The task: With both ends included, repeat exactly the lines of the entries below from the one containing "Target: stone cross" down to the one containing "x=65, y=105", and no others.

Start of Material provided

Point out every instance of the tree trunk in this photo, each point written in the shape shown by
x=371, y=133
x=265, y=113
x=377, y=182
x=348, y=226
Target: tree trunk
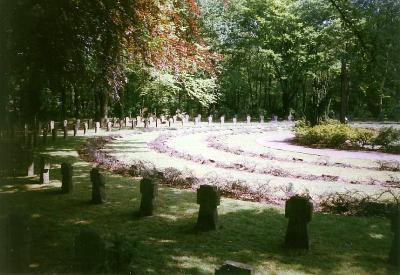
x=344, y=97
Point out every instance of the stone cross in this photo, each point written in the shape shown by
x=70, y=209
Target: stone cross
x=230, y=267
x=54, y=134
x=65, y=130
x=98, y=186
x=44, y=170
x=44, y=135
x=394, y=256
x=16, y=245
x=66, y=172
x=209, y=199
x=26, y=130
x=148, y=190
x=29, y=160
x=298, y=210
x=35, y=136
x=90, y=252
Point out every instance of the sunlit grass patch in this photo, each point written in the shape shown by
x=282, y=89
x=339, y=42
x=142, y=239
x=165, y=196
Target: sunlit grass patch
x=166, y=243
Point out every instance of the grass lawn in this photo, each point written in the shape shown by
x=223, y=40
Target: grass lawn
x=166, y=243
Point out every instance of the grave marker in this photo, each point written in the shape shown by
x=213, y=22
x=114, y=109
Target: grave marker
x=30, y=162
x=298, y=210
x=44, y=136
x=210, y=120
x=98, y=186
x=66, y=172
x=148, y=190
x=44, y=170
x=54, y=134
x=208, y=198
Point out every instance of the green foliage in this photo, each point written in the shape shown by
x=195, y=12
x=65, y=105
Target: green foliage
x=387, y=136
x=332, y=134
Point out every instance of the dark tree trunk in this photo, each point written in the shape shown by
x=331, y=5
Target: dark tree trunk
x=344, y=96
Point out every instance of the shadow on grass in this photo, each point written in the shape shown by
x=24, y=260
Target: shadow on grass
x=166, y=242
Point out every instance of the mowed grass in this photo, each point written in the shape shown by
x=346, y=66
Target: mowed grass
x=166, y=242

End of Material provided

Answer to this problem:
Target: stone cross
x=230, y=267
x=54, y=134
x=65, y=130
x=98, y=186
x=44, y=170
x=44, y=135
x=394, y=256
x=16, y=245
x=66, y=172
x=209, y=199
x=26, y=130
x=148, y=190
x=29, y=160
x=298, y=210
x=35, y=136
x=90, y=252
Point out every instance of the sunlit grass patch in this photo, each point written in the shape shown by
x=282, y=89
x=339, y=42
x=142, y=239
x=165, y=196
Target: sunlit grass patch
x=166, y=243
Point out every instance of the grass lawn in this photo, each point written in the shape shown by
x=223, y=40
Target: grass lawn
x=166, y=243
Point out every instance of the grave marker in this photo, each point written in the shape shown by
x=213, y=22
x=114, y=109
Target: grave marker
x=30, y=162
x=298, y=210
x=44, y=136
x=210, y=120
x=98, y=186
x=66, y=172
x=148, y=190
x=44, y=170
x=54, y=134
x=208, y=198
Point out every instance of the green foliage in this photo, each point written in the shape shown by
x=195, y=12
x=65, y=105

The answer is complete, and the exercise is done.